Задания:
1. Определите, согласуются ли с отрывком о Молотове три утверждения: (a) граф Шуленбург вернулся в Москву с предложением о товарных кредитах; (b) смещение Литвинова укрепило веру Кремля в пакт безопасности с западными державами; (c) автор знает, как Молотов относился к людям, стоявшим ниже его. На каждое ответьте «да» или «нет» и дословно приведите решающие слова отрывка.
2. Выведите без изменений фрагмент отрывка о Молотове, начиная со слов «Он благополучно пережил» и далее до слов «невозможно было предсказать.» включительно.
3. Подхватите отрывок о Молотове и продолжите его, начиная сразу после последнего приведенного предложения.

Исходный отрывок:
━━━━━━━━━━━━━━━━
Малоизвестный за пределами России, Молотов стал
комиссаром по иностранным делам и действовал в самом тесном
согласии со Сталиным. Он был свободен от всяких помех в виде
прежних заявлений, свободен от атмосферы Лиги
Наций, способен двигаться в любом направлении,
которого, как могло казаться, требовало
самосохранение России. Был, собственно говоря, только один
путь, по которому он мог, вероятно, пойти теперь. Он всегда
благосклонно относился к достижению договоренности с
Гитлером. Мюнхен и многое другое убедили Советское
правительство, что ни Англия, ни Франция не станут сражаться, пока на
них не нападут, и что даже в таком случае
от них будет мало проку. Надвигавшаяся
буря была готова вот-вот разразиться. Россия
должна была позаботиться о себе.
Смещение Литвинова ознаменовало конец
целой эпохи. Оно означало отказ Кремля от
всякой веры в пакт безопасности
с западными державами и возможность создания
Восточного фронта против Германии.
Еврей Литвинов ушел, и было устранено
главное предубеждение Гитлера. С этого момента
германское правительство перестало называть свою
политику антибольшевистской и обратило всю свою
брань в адрес "плутодемократий". Статьи в газетах заверяли
Советы, что германское "жизненное пространство" не
распространяется на русскую территорию, что оно
фактически оканчивается повсюду на русской
границе. Следовательно, не могло быть
причин для конфликта между Россией и Германией,
если Советы не вступят с Англией и Францией
в соглашения об "окружении". Германский
посол граф Шуленбург, который был вызван в Берлин для длительных
консультаций, вернулся в Москву с предложением о
выгодных товарных кредитах на долгосрочной
основе. Обе стороны двигались по направлению к заключению
договора.
Человек,
которого Сталин тогда выдвинул на трибуну советской внешней
политики, заслуживает описания, которым в то время не располагали
английское и французское правительства.
Вячеслав Молотов -- человек выдающихся
способностей и хладнокровно беспощадный.
Он благополучно пережил все страшные
случайности и испытания, которым
все большевистские вожди подвергались в годы
торжества революции. Он жил и процветал в обществе, где
постоянно меняющиеся интриги
сопровождались постоянной угрозой личной ликвидации.
Его черные усы и проницательные глаза, плоское лицо,
словесная ловкость и невозмутимость хорошо отражали его
достоинства и искусство. Он стоял выше всех среди
людей, пригодных быть агентами и орудием политики
машины, действие которой невозможно было предсказать.
Я встречался с ним только на равной ноге, в переговорах,
где порой мелькала тень юмора, или на банкетах,
где он любезно
предлагал многочисленные формальные
и бессодержательные тосты. Я никогда не видел человеческого
существа, которое больше подходило бы под современное
представление об автомате. И все же при этом он был, очевидно, разумным
и тщательно отшлифованным дипломатом. Как он относился к людям,
стоявшим ниже его, сказать не могу. То, как он вел себя
по отношению к
японскому послу в течение тех лет,
когда в результате Тегеранской конференции
Сталин обещал атаковать Японию после
разгрома германской армии, можно представить себе по записям их бесед.
━━━━━━━━━━━━━━━━
Материал:

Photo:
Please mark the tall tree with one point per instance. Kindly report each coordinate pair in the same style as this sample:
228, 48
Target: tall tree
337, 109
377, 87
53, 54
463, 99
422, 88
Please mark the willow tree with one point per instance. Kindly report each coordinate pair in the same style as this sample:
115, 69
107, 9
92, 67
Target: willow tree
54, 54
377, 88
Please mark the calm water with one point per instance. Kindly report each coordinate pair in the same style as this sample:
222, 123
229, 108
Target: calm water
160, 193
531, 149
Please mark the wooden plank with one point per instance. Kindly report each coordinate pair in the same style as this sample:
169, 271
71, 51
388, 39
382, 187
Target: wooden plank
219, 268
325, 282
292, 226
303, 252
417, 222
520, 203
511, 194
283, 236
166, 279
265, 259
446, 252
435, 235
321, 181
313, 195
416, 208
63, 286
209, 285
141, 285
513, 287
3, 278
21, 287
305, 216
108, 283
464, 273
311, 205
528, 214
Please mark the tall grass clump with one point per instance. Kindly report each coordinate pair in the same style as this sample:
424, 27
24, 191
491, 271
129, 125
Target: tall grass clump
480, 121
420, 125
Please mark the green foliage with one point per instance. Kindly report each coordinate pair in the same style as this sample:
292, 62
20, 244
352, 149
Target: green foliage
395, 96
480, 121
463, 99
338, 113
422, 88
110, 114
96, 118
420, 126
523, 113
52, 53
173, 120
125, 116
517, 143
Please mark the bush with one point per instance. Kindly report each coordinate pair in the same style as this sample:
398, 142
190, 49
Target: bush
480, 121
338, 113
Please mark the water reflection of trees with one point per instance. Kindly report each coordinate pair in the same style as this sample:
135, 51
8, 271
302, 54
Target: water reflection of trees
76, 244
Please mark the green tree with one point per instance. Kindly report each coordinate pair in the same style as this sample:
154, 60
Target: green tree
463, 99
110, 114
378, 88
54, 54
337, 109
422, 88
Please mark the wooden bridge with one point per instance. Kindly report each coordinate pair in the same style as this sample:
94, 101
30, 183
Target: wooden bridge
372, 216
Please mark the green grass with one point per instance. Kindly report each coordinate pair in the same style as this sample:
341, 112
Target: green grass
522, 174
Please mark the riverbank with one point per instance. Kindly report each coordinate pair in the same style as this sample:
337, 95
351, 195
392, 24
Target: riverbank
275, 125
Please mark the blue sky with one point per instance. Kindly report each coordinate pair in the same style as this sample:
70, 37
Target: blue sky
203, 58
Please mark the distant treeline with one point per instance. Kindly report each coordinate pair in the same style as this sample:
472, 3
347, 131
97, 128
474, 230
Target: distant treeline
━━━━━━━━━━━━━━━━
Ответы к заданиям:
1.
(a) Да: «вернулся в Москву с предложением о выгодных товарных кредитах на долгосрочной основе».
(b) Нет: «Оно означало отказ Кремля от всякой веры в пакт безопасности с западными державами».
(c) Нет: «Как он относился к людям, стоявшим ниже его, сказать не могу».

2.
Он благополучно пережил все страшные
случайности и испытания, которым
все большевистские вожди подвергались в годы
торжества революции. Он жил и процветал в обществе, где
постоянно меняющиеся интриги
сопровождались постоянной угрозой личной ликвидации.
Его черные усы и проницательные глаза, плоское лицо,
словесная ловкость и невозмутимость хорошо отражали его
достоинства и искусство. Он стоял выше всех среди
людей, пригодных быть агентами и орудием политики
машины, действие которой невозможно было предсказать.

3.
Одно за другим щекотливые, зондирующие и
затруднительные свидания проводились с полным
хладнокровием, с непроницаемой
скрытностью и вежливой официальной
корректностью. Завеса не приоткрывалась ни на мгновение. Ни разу не
было ни одной ненужной резкой ноты. Его
улыбка, дышавшая сибирским холодом, его тщательно
взвешенные и часто мудрые слова, его любезные манеры
делали из него идеального выразителя советской политики в мировой
ситуации, грозившей смертельной опасностью.
Переписка с ним по спорным вопросам всегда была
бесполезной, и если в ней упорствовали, она заканчивалась
ложью и оскорблениями. Лишь однажды я как будто
добился от него естественной, человеческой реакции.
Это было весной 1942 года, когда он
остановился в Англии на обратном пути из
Соединенных Штатов, мы подписали англо-советский договор, и
ему предстоял опасный перелет на родину. У садовой
калитки на Даунинг-стрит, которой мы пользовались в
целях сохранения тайны, я крепко пожал
ему руку, и мы взглянули друг другу в глаза.
Внезапно он показался мне глубоко тронутым. Под маской стал виден
человек. Он ответил мне таким же крепким пожатием. Мы молча
сжимали друг другу руки. Однако тогда мы были прочно
объединены, и речь шла о том, чтобы выжить или
погибнуть вместе. Вся его жизнь прошла среди
гибельных опасностей, которые либо
угрожали ему самому, либо навлекались им
на других. Нет сомнений, что в Молотове советская
машина
нашла способного и
во многих отношениях типичного представителя -- всегда
верного члена партии и последователя
коммунизма. Дожив до старости, я радуюсь, что мне не
пришлось пережить того напряжения, какому он подвергался -- я
предпочел бы вовсе не родиться. Что же касается
руководства внешней политикой, то Сюлли,
Талейран и Меттерних с радостью примут его в свою
компанию, если только есть такой загробный мир, куда
большевики разрешают себе доступ.
...
Переговоры с Россией шли вяло, и
19 мая весь этот вопрос был поднят в палате общин.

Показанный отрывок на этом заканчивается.